* Task goal *
Each line below needs to be repeated precisely as it is.
Segment Start: Exercise input
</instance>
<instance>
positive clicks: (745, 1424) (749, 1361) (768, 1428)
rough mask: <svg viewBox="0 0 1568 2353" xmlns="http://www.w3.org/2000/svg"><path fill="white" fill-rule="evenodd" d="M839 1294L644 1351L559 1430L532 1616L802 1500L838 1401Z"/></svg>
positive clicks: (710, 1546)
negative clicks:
Segment End: Exercise input
* Answer space *
</instance>
<instance>
positive clicks: (745, 1424) (749, 1361) (768, 1428)
rough mask: <svg viewBox="0 0 1568 2353" xmlns="http://www.w3.org/2000/svg"><path fill="white" fill-rule="evenodd" d="M839 1294L644 1351L559 1430L532 1616L802 1500L838 1401Z"/></svg>
positive clicks: (710, 1546)
negative clicks:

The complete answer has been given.